Task instructions → Every entry below should be repeated exactly; the pictures should not.

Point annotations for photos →
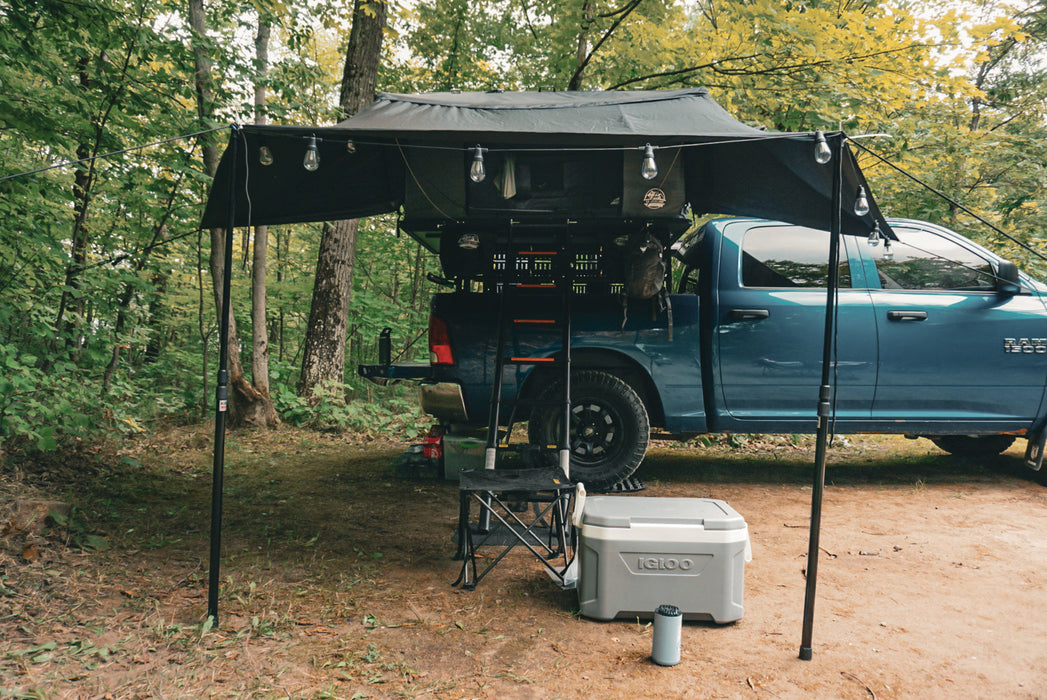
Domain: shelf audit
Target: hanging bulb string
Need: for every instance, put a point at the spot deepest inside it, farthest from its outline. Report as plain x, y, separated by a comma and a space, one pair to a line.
101, 156
953, 202
247, 190
395, 142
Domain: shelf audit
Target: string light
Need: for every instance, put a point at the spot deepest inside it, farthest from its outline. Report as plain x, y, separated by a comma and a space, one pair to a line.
649, 168
874, 235
476, 173
312, 160
861, 202
822, 152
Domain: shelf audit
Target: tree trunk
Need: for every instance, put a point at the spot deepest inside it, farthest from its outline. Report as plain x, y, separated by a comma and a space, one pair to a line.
260, 331
581, 57
247, 406
324, 359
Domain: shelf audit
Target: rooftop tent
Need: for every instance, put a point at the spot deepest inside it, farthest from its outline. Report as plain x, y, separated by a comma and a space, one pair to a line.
574, 154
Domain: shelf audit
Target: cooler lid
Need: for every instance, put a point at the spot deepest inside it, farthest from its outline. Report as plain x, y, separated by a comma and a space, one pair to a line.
628, 511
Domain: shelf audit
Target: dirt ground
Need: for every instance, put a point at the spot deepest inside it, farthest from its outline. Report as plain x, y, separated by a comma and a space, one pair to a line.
336, 580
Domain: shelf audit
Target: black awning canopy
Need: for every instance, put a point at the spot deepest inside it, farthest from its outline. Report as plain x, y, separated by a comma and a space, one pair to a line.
572, 154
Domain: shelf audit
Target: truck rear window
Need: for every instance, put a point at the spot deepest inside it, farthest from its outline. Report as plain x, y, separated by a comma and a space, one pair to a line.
788, 256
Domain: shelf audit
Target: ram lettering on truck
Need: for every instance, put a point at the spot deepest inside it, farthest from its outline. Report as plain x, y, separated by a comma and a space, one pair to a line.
936, 337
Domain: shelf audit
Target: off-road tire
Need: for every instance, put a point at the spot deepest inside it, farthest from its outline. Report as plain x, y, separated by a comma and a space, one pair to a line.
609, 428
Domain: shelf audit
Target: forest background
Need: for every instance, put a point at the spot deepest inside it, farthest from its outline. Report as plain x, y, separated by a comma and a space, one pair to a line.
108, 318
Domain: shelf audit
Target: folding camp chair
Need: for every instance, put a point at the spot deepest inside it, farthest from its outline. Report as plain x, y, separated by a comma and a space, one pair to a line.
517, 506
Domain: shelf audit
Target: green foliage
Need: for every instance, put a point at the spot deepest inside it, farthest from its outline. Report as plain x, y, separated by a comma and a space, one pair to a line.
107, 320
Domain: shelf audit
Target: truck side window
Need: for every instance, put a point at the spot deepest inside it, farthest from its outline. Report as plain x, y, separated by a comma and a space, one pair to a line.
788, 256
921, 260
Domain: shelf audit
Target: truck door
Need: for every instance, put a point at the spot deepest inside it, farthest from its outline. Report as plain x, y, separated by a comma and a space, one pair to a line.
771, 321
952, 348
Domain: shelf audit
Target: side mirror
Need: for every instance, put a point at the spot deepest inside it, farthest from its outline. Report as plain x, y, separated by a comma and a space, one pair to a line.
1006, 278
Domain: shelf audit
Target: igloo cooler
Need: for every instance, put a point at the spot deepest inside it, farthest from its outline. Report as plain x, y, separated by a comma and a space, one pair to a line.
638, 552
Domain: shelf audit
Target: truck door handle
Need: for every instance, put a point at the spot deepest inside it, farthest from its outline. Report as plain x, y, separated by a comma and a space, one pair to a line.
907, 315
749, 314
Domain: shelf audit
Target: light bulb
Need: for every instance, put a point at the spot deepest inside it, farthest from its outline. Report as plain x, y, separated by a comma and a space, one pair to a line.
649, 168
861, 202
312, 160
874, 235
476, 173
822, 152
469, 242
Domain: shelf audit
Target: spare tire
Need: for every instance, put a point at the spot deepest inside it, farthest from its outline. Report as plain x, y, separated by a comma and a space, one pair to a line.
973, 446
609, 428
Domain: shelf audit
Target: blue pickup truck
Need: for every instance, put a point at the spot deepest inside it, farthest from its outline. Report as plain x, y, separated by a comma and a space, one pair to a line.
936, 337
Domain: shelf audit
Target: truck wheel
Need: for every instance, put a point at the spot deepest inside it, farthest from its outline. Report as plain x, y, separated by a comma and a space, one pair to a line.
973, 446
609, 429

The reply →
Domain: shelf audit
Target: hanging bulb string
Need: for every instance, put a point at the spot deepest inside it, farthest from its outline. Report as plain x, y, separated by a comma and a space, one pair to a line.
101, 156
953, 202
247, 190
395, 142
Domain: shelf audit
Target: string light
Need: for every instance, put a point at the spot deepest inside it, farthest from its outline. Report as plain x, y, separated by a comma and a space, one pair to a line.
649, 168
874, 235
476, 173
312, 160
861, 202
822, 152
Domain: shelf audit
Target: tree trunk
Need: for every instance, put a point at the spot deepest inside it, farthest from its outline. Report as plain x, y, separated by a comma and a space, one pair to a line.
260, 331
581, 57
247, 406
324, 359
Domain: shelf audit
Target: rooftop tent
Need: for every instance, put a point at the spot deepest inside it, farthest from its outline. Report as plain x, y, separated by a comma and a space, one pair to a line.
574, 154
Domain: shelf audit
Target: cooler lid
Need: for every instance, put a point at the spot deepest inside it, farthest from its outline. Report as plain x, y, separated by a comma and a space, one pair to a line.
628, 511
Domain: shelf audit
Target: dirt ground
Need: for every instance, put a point at the spot deepest inside it, farthest from its outline. Report as plain x, y, separated by a comma and a space, one pair to a line.
336, 580
Domain: shelf audit
Target: black awning canopy
Need: for every instance, put a point at the spot deepest inside it, farthest from its outline. Report as plain x, y, separated by a comma and a space, one pair to a line.
572, 154
Domain: shelf audit
Target: truck rear window
Need: for every instance, put a point at the spot deepest inside it, farthest from its outline. Report as plain x, y, separated by a comma and a space, one pair to a line.
788, 256
Domain: shelf audit
Target: ram lettering on truck
Need: for every instance, put a point at the spot deepest inside it, farthest from its outline. Report as plain x, y, separated by a comma and a space, one pair to a line.
936, 337
Domain: shelf audit
Target: off-road tire
Need: for every instance, put a point at the spot deepest inside it, farthest from its outline. Report as plain x, y, separated by a comma and a space, one pair to a line.
609, 428
Domain: shelf audit
Target: forest background
Need: for every instance, put a point at the spot deepest inside it, farthest from its outline. Report as plain x, y, separated by a comma and a space, one pair to a line.
108, 318
Domain: shelf audit
Target: folding camp chair
Need: for every instance, put a point at the spot deepest inside it, farthest from its outline. Report as plain x, y, separated by a comma and a space, one pair to a line.
517, 506
Domain: shelf audit
Target: green foliage
Need: for every instance, put a point at the spot deepest inside it, farthest from its outline. Report as plain x, y, separated by a comma and a space, one pair to a line.
107, 320
Domain: shelf audit
Target: truck side window
Need: for every instance, put a point at the spot deepest inside it, farthest from its outline. Report as plain x, y, separated by a comma and a space, one pair to a line.
788, 256
921, 260
Domain: shelf audit
Target: truck door
Need: for every instance, put a point at the spot deepest inside it, farthest from its outline. Report as plain x, y, separated by a comma and a space, one pair to a line.
771, 321
952, 348
Domain: shelf audit
Target: side mirror
Need: for every instance, put a point at the spot deepest inside it, farthest from its outline. Report as plain x, y, separated by a comma and a space, one pair to a line.
1006, 278
Domain: shelf audit
Target: igloo cooler
Need: for every instance, put a point at the spot deepest inside it, farthest from its outline. Report as plain x, y, separated by a comma and a space, one pair to a line.
638, 552
Domain: shelf audit
Target: truck door handle
Need: for every instance, put a point at the spot deepest inside it, farthest from its outline. Report as plain x, y, separated by a comma and a space, one pair to a line.
907, 315
749, 314
Domain: shelf audit
Target: light bulb
Need: for every instance, put a point at the spot deepest inside it, farthest from its outline. Report as plain x, y, separated by a comma and a space, one pair to a line.
649, 168
861, 202
312, 160
874, 235
476, 173
822, 152
469, 242
Domain: shelf audit
Target: spare tire
Need: for every instance, put a point at the spot deepest inside it, farthest from its outline. Report as plain x, y, separated by a comma and a space, one pair to a line.
973, 446
609, 428
Domain: shelf audit
Target: blue pickup truck
Need: for every instance, put a point at the spot deepest inside it, farthest from its outline. Report as plain x, y, separated by a comma and a space, one pair to a line.
936, 337
Domain: shelf audit
Target: truck wheel
Need: for every instance, put a point at the spot deepest inside it, farthest from its outline. Report as plain x, y, separated by a comma and a space, one pair to a line.
973, 446
609, 429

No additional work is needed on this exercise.